### [Exercise requirements]
Update the rows below by changing every "Marked points" to "Pinned points" and keeping everything else the same. Leave the pictures out of your answer.

(Point annotations for photos)
--- START ---
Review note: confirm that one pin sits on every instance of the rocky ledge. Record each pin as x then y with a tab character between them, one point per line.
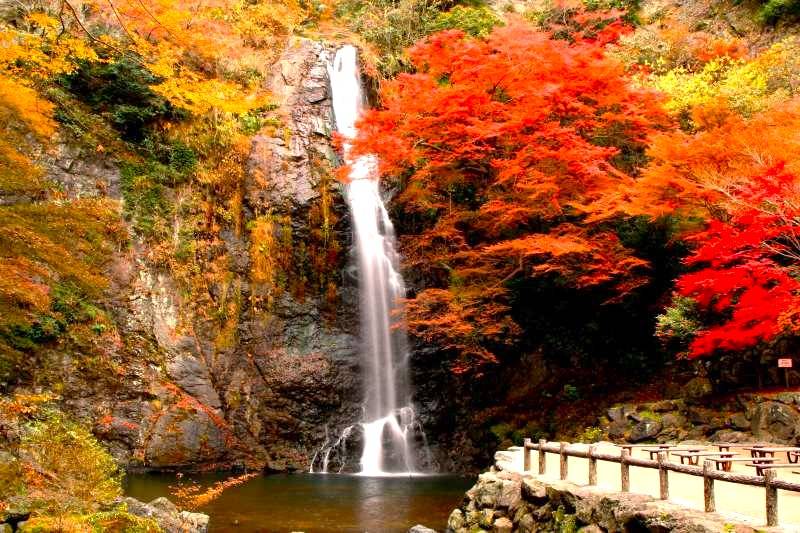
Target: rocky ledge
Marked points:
169	518
742	417
504	501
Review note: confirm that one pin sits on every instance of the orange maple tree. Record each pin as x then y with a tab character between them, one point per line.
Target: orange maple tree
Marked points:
503	150
735	185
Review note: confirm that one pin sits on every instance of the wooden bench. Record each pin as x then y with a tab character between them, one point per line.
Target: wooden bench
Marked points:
655	451
792	452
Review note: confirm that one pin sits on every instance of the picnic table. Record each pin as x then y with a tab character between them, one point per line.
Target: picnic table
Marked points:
792	452
693	457
760	467
726	446
673	450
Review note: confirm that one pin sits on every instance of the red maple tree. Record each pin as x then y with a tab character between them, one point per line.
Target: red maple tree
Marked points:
745	278
503	150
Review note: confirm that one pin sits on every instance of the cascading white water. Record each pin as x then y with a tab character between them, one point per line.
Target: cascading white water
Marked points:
389	421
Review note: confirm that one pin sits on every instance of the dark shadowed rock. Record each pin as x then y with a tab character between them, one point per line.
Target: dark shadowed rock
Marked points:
646	429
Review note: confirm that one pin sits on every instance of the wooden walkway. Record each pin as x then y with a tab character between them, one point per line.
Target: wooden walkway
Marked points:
738	494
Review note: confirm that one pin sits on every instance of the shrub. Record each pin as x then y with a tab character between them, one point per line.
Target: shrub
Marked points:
120	90
63	469
679	323
775	10
476	21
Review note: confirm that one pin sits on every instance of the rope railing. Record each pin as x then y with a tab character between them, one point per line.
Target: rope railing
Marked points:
709	474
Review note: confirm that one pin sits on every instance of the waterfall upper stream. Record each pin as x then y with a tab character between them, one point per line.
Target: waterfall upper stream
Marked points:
388	426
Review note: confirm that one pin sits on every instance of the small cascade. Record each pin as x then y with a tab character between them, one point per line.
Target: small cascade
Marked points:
389	428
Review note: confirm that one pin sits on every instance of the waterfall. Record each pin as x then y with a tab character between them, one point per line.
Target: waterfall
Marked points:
389	425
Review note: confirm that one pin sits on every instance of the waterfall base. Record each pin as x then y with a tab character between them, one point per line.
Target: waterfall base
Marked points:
389	446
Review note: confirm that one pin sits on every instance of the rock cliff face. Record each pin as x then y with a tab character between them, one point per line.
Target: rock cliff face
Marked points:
256	382
741	418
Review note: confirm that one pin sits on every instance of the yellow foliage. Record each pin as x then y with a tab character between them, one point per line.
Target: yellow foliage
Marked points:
744	86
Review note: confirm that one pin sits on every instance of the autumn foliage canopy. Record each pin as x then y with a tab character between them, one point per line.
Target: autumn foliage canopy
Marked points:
504	150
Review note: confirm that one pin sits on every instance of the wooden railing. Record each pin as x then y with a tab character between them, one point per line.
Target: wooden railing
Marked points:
625	460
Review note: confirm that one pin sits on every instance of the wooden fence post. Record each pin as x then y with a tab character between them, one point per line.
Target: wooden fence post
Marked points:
625	470
663	473
592	465
772	497
526	455
708	486
542	458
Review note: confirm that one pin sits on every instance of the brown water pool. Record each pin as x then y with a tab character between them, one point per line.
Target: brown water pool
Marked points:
321	503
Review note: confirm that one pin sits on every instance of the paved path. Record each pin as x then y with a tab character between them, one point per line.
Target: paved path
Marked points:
740	502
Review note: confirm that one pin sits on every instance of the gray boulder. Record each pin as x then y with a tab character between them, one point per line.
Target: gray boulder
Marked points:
168	516
421	529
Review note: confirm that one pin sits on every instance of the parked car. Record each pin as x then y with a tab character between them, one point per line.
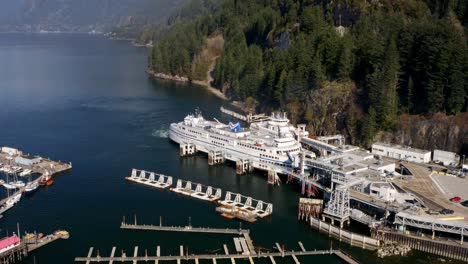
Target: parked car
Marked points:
447	211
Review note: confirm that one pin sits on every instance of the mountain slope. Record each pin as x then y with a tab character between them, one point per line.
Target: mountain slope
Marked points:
81	15
387	57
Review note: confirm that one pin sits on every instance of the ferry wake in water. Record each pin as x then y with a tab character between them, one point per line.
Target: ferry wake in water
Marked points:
162	132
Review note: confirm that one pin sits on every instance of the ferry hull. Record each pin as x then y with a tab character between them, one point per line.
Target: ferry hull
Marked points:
203	145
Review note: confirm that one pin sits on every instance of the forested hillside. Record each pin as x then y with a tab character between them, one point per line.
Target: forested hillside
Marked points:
82	15
346	66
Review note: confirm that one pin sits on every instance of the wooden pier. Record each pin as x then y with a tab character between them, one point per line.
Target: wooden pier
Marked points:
440	248
189	229
44	167
213	257
20	252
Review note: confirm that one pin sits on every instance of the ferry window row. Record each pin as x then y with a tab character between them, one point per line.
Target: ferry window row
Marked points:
287	151
218	138
195	132
278	164
217	143
268	156
252	147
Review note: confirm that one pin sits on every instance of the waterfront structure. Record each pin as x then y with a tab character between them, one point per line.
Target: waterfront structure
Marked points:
27	160
401	152
445	157
268	145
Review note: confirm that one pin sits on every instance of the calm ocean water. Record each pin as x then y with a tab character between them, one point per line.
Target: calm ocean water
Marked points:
87	100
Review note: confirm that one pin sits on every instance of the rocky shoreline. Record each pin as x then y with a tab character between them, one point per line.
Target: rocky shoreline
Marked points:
--- END ---
### [The answer]
Review note: confirm that one pin sits on every instance of the rocky ledge. Record each pin as x then y with a tab character between them, one point per line.
Target: rocky ledge
Pinned points:
169	518
742	417
504	501
Review note: confirm that one pin sits on every instance of the orange maple tree. Record each pin as x then y with a tab character between them, one point per line.
Target: orange maple tree
Pinned points:
503	150
735	185
Review note: confirm that one pin sits on every instance of the wooden bench. Record each pin as x then y with a tab character between them, one point per line.
Target: wooden bench
Pinned points:
655	451
792	452
Review note: confirm that one pin sits on every instance of the picnic table. Record each pin as x then y with a tab character between them, one point per line.
Target: picnic table
Pinned points:
792	452
693	457
760	467
726	446
673	450
Review note: confirm that one pin sits on every instance of the red maple tree. Record each pin as x then y with a tab character between them, one point per line.
Target: red maple tree
Pinned points:
745	278
503	150
Review note: confirm that one pin sits on every instance of the cascading white water. Record each pin as x then y with a tab character between them, one point per line.
Target: cascading white water
Pinned points:
389	421
Review note: confirm that one pin sits on every instance of the dark shadowed rock. Record each pin as x then y with a tab character between them, one point per line.
Target: dark shadowed rock
Pinned points:
646	429
Review note: confirm that one pin sits on every instance of the wooden walkway. Record each pin as x then y with a tab character between them, one point per line.
Target: wooden walkway
Pinned points:
738	494
Review note: confirm that one pin sits on every instance of the shrub. Record each pin as x then y with a tab character between them, one point per line.
Target: shrub
Pinned points:
120	90
63	469
679	323
775	10
476	21
Review note: confirm that one pin sits on every instance of the rope railing. Record each pin as x then y with a tab character between them, one point per line.
Target: rope railing
Pinned points:
709	474
Review note: confirm that one pin sits on every instance of the waterfall upper stream. Record each pin as x then y with a tab character between them, one point per line.
Target: waterfall upper stream
Pinned points:
388	426
Review note: confirm that one pin sits on every instance of the small cascade. Record each pin as x then y with a tab character between them, one point per line.
Target: small cascade
Pinned points:
389	428
Review note: confirm that one pin sits on every instance of the waterfall. Record each pin as x then y with a tab character between them, one point per line.
Target: waterfall
Pinned points:
389	425
Review note: confirm that one pin sits on every instance of the waterfall base. Record each pin as x then y with a tab character between them, one point per line.
Target: waterfall base
Pinned points:
389	446
Review note: confirm that one pin sits on every instance of the rock cliff face. Record each pin as x then y with a tab character between them, one point per line.
Target: rock cliff face
Pinned points:
256	382
741	418
Review note: confirm that one pin sits on every instance of the yellow foliage. Record each pin as x then y with a tab character between them, one point per line.
Target: yellow foliage
Pinned points:
744	86
Review note: confirm that one pin sits on every instance of the autumn foliage canopy. Record each pin as x then y with a tab character between them, one point per line.
Target: autumn foliage canopy
Pinned points:
504	150
Review note: confirm that one pin sits on every instance of the wooden railing. Record each pin as x then y with a tab character between them, one point per line.
Target: wooden railing
Pinned points:
625	460
Review note: confirm that one pin sits on every instance of the wooden fence post. Record each pin as x then y with a tab character between them, one point per line.
Target: wooden fence post
Pinned points:
625	470
663	473
592	465
772	497
526	455
708	486
542	458
Review note: confirm that one pin sits on every instance of the brown water pool. Record each pin as x then y with a tab character between them, one point per line.
Target: brown water pool
Pinned points:
321	503
Review note: confirm that one pin sits on every instance of the paved path. Record each pin as x then y with a tab character between them, one point per line.
Target: paved path
Pinned points:
740	502
Review note: confirm that one pin sits on every instance of the gray boulder. Record each pin as x then y with a tab character between them, one point per line.
Target: gray boulder
Pinned points:
168	516
421	529
Review note: confirm that one pin sits on every instance of the parked car. Record each pin as x then y with a tab character between them, one point per line.
Target: parked car
Pinned points:
447	211
Review note: confirm that one pin sits on every instance of the mountain slope. Record each pin as x then y with a tab character between them, one point per line.
Target: mountain slope
Pinned points:
81	15
387	57
Review note: confirm that one pin sits on every instance of the ferry wake in water. Record each pin as x then y with a tab character between them, one point per line.
Target: ferry wake in water
Pinned points:
162	132
Review note: confirm that one pin sits on every instance of the ferry hull. Record each pin as x then y with a tab character between them, one point per line.
Target: ferry hull
Pinned points:
203	145
Review note: confirm that one pin sits on every instance of the forested hillside. Record each pin as x then y with a tab character between them, one point per line.
Target: forested hillside
Pinned points:
82	15
346	66
Review note: confirm that one pin sits on every instance of the wooden pier. Record each pin as x then y with a tab character between them, one point per line.
Target: wooden pier
Pinned points:
440	248
189	229
44	167
213	257
20	252
Review note: confirm that one pin sits on every instance of the ferry window row. Record each pin as x then y with a tab character between them, one point per line.
Target: ferry window row
Pinned points:
287	151
218	138
195	132
278	164
217	143
268	156
252	147
Review note: confirm that one pin sits on every instance of the waterfront structure. Record each pin as x then y with a tab character between them, one point per line.
Target: waterfront structure
Pinned points:
27	160
401	152
445	157
268	145
Review note: confirm that one pin sits on every instance of the calm ocean water. Record each pin as x then y with a tab character between them, one point per line.
Target: calm ocean water
Pinned points:
87	100
Review note: confirm that one pin sits on every instance of the rocky shoreline. Record each pin as x then y with a tab character between them, one point per line.
Target: rocky shoreline
Pinned points:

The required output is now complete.